Questions to answer.
1. Decide whether each statement below agrees with the passage on the roots of racism, and answer yes or no for each, quoting the words of the passage that settle it. (a) The child in the Senegalese house woke up and started screaming. (b) Fear of the dark is limited to light-skinned people. (c) The predators hidden by the darkness were themselves afraid of humans.
2. Carry on the passage on the roots of racism from the point where it stops.

Text under study.
The first kind of racism is rooted in fear of the unknown or of the unfamiliar. This is probably hard-wired; it’s human nature. It would be a good asset to have for the naked, fairly slow apes that we were for a long time. Unfamiliar creature? Move away; grab a rock. After all, those who look like you are usually not dangerous enemies; those who don’t, you don’t know and why take a risk?
Anecdote: A long time ago, I was acting the discreet tourist in a big Senegalese fishing village. I met a local guy about my age (then). We had tea together, talked about fishing. He asked me if I wanted to see his nearby house. We walked for about five minute to a round adobe construction covered in thatch. He motioned me inside where it was quite dark. A small child was taking a nap on a stack of blankets in the back. Sensing a presence, the toddler woke up, opened his eyes, and began screaming at the top of his lungs. The man picked him up and said very embarrassed. “I am sorry, my son has never seen a toubab before.” (“Toubab” is the local not unfriendly word for light skin people from elsewhere.)
Similarly, Jared Diamond recounts (and show corresponding pictures in his book, The World Until Yesterday: What Can We Learn from Traditional Societies. Viking: New York.) of how central New Guinea natives became disfigured by fear at their first sight of a white person. Some explained later that they thought they might be seeing ghosts.
Night terrors
The second distinctive form of racism simply comes from fear of the dark, rooted itself in dread of the night. It’s common to all people, including dark skinned people, of course. It’s easy to understand once you remember that beings who were clearly our direct ancestors, people whose genes are in our cells, lived in fear of the darkness night after night for several hundreds of thousands of years. Most of their fears were justified because the darkness concealed lions, leopards, hyenas, bears, tigers, saber-toothed cats, wolves, wild dogs, and other predators, themselves with no fear of humans. The fact that the darkness of night also encouraged speculation about other hostile beings -varied spirits – that did not really exist does not diminish the impact of this incomplete zoological list.

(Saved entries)

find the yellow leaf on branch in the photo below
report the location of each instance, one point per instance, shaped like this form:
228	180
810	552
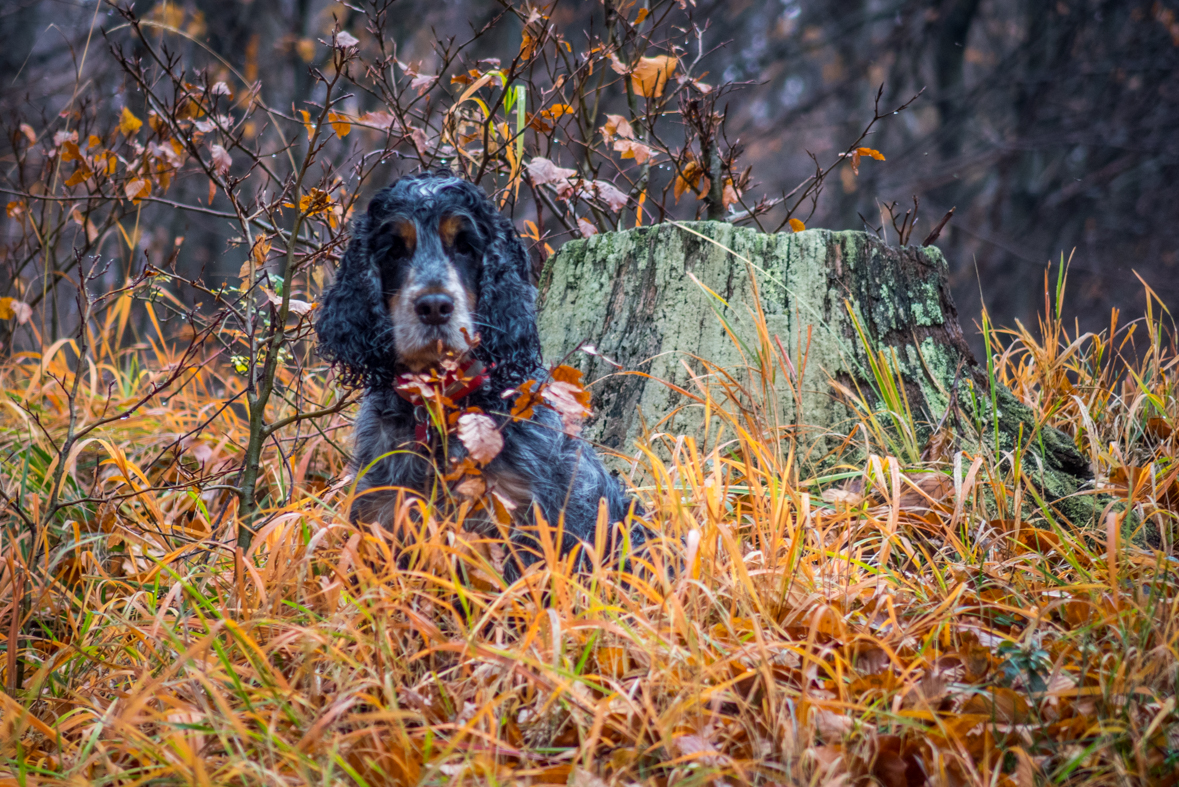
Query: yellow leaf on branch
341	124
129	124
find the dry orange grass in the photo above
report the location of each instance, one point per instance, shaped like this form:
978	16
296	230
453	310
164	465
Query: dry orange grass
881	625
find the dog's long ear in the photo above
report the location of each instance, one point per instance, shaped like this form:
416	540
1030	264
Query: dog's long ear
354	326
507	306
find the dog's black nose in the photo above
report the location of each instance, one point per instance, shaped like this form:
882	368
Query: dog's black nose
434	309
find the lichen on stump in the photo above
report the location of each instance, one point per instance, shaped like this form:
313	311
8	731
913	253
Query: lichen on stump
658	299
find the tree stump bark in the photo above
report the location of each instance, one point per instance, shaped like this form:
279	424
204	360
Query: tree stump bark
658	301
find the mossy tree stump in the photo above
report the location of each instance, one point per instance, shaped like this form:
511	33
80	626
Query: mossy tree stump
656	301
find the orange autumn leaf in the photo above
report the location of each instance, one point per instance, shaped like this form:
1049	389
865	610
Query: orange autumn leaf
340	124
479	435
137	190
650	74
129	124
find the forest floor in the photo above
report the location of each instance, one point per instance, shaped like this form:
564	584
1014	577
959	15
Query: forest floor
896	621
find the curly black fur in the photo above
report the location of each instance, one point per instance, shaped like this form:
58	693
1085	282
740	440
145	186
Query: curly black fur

--

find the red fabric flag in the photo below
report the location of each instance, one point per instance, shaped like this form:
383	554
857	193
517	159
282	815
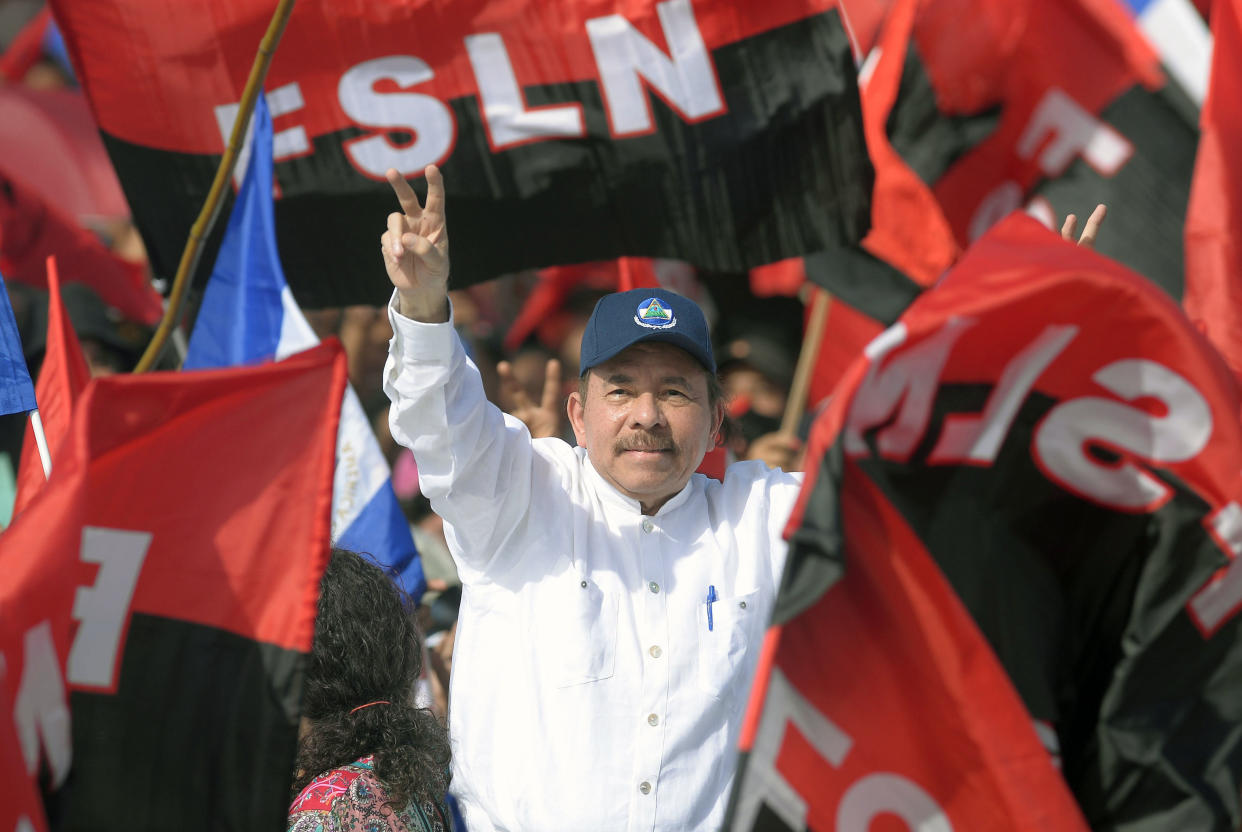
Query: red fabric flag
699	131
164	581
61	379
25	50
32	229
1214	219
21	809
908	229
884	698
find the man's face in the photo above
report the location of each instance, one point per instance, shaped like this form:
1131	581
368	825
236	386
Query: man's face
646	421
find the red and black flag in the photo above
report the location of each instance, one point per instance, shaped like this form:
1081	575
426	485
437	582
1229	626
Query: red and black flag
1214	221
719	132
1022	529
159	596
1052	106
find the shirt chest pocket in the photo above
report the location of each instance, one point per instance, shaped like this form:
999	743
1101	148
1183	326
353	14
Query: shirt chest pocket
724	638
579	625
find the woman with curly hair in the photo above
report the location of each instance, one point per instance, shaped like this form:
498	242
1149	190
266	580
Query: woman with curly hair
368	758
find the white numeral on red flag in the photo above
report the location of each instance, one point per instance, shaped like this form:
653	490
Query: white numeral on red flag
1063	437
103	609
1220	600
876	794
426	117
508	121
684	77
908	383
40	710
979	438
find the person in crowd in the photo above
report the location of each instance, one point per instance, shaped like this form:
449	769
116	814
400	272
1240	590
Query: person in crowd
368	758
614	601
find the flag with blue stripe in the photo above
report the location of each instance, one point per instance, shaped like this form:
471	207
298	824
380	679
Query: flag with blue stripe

Answers by item number.
1.
(a) Yes: "the toddler woke up, opened his eyes, and began screaming at the top of his lungs."
(b) No: "It’s common to all people, including dark skinned people, of course."
(c) No: "themselves with no fear of humans."

2.
As is easy to observe, the association dark= bad is practically universal. Many languages have an expression equivalent to: “the forces of darkness.” I doubt that any (but I can’t prove it, right now) says, “the forces of lightness” to designate something sinister. Same observation with “black magic,” and disappearing into a “black hole.” Similarly, nearly everywhere, uneducated people, and some of their educated betters, express some degree of hostility – mixed with contempt, for those, in their midst or nearby, who are darker than themselves. This is common among African Americans, for example. (Yes, I know, it may have other sources among them, specifically.)
This negative attitude is especially evident in the Indian subcontinent. On a lazy day, thirty years ago in Mumbai, I read several pages of conjugal want ads in a major newspaper. I noticed that 90% of the ads for would-be brides mentioned skin color in parallel with education and mastery of the domestic arts. (The men’s didn’t.) A common description was “wheatish,” which, I was told by Indian relatives, means not quite white but pretty close. (You can’t lie too shamelessly about skin tone because, if all goes well, your daughter will meet the other side in person; you need wiggle room.) In fact, the association between skin color and likability runs so deep in India that the same Sanskrit word, “varna,” designates both caste and color (meaning skin complexion). And, of course, there is a reason why children everywhere turn off the light to tell scary stories.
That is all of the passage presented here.